■ Records supplied:
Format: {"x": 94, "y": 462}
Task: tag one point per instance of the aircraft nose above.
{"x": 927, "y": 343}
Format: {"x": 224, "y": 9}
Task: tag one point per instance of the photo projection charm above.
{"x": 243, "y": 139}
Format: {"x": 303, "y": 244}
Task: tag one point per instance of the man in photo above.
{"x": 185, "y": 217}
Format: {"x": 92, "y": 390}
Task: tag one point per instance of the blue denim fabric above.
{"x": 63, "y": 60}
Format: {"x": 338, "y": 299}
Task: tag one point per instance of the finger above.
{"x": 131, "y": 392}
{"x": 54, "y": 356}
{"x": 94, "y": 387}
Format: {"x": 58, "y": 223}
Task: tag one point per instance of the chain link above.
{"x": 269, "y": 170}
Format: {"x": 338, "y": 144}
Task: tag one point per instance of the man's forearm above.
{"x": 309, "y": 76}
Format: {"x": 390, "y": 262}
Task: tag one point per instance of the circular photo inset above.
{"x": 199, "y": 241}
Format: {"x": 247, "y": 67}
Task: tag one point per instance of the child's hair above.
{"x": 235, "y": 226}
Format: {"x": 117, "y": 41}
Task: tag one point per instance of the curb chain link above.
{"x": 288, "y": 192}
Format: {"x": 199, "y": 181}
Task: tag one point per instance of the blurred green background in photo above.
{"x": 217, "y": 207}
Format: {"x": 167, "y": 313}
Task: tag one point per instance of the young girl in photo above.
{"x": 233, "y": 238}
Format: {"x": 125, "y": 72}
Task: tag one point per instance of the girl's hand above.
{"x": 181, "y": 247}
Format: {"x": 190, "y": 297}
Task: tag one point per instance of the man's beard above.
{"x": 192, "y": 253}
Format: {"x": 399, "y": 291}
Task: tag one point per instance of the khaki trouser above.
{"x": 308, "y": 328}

■ Directions for this task: Write out every record, exactly as written.

■ Result for this task:
Format: {"x": 94, "y": 462}
Task: tag one point per instance of the aircraft nose above.
{"x": 927, "y": 343}
Format: {"x": 224, "y": 9}
Task: tag one point per instance of the photo projection charm above.
{"x": 243, "y": 139}
Format: {"x": 303, "y": 244}
Task: tag one point per instance of the man in photo above.
{"x": 185, "y": 217}
Format: {"x": 92, "y": 390}
Task: tag one point per instance of the blue denim fabric above.
{"x": 63, "y": 60}
Format: {"x": 338, "y": 299}
Task: tag one point per instance of the finger above.
{"x": 131, "y": 392}
{"x": 54, "y": 356}
{"x": 94, "y": 387}
Format: {"x": 58, "y": 223}
Task: tag one point per instance of the chain link above.
{"x": 269, "y": 170}
Format: {"x": 338, "y": 144}
Task: tag one point per instance of the man's forearm above.
{"x": 309, "y": 76}
Format: {"x": 390, "y": 262}
Task: tag one point per instance of the circular photo inset above.
{"x": 199, "y": 241}
Format: {"x": 247, "y": 67}
Task: tag one point per instance of the child's hair above.
{"x": 235, "y": 226}
Format: {"x": 117, "y": 41}
Task: tag one point per instance of the curb chain link above.
{"x": 288, "y": 192}
Format: {"x": 199, "y": 181}
Task: tag one point per instance of the blurred green background in photo above.
{"x": 217, "y": 207}
Format: {"x": 167, "y": 313}
Task: tag one point per instance of the young girl in photo above.
{"x": 233, "y": 238}
Format: {"x": 125, "y": 72}
Task: tag one point per instance of the girl's hand above.
{"x": 181, "y": 247}
Format: {"x": 190, "y": 297}
Task: tag one point per instance of the man's beard above.
{"x": 192, "y": 253}
Format: {"x": 399, "y": 291}
Task: tag one point per instance of the khaki trouser above.
{"x": 308, "y": 328}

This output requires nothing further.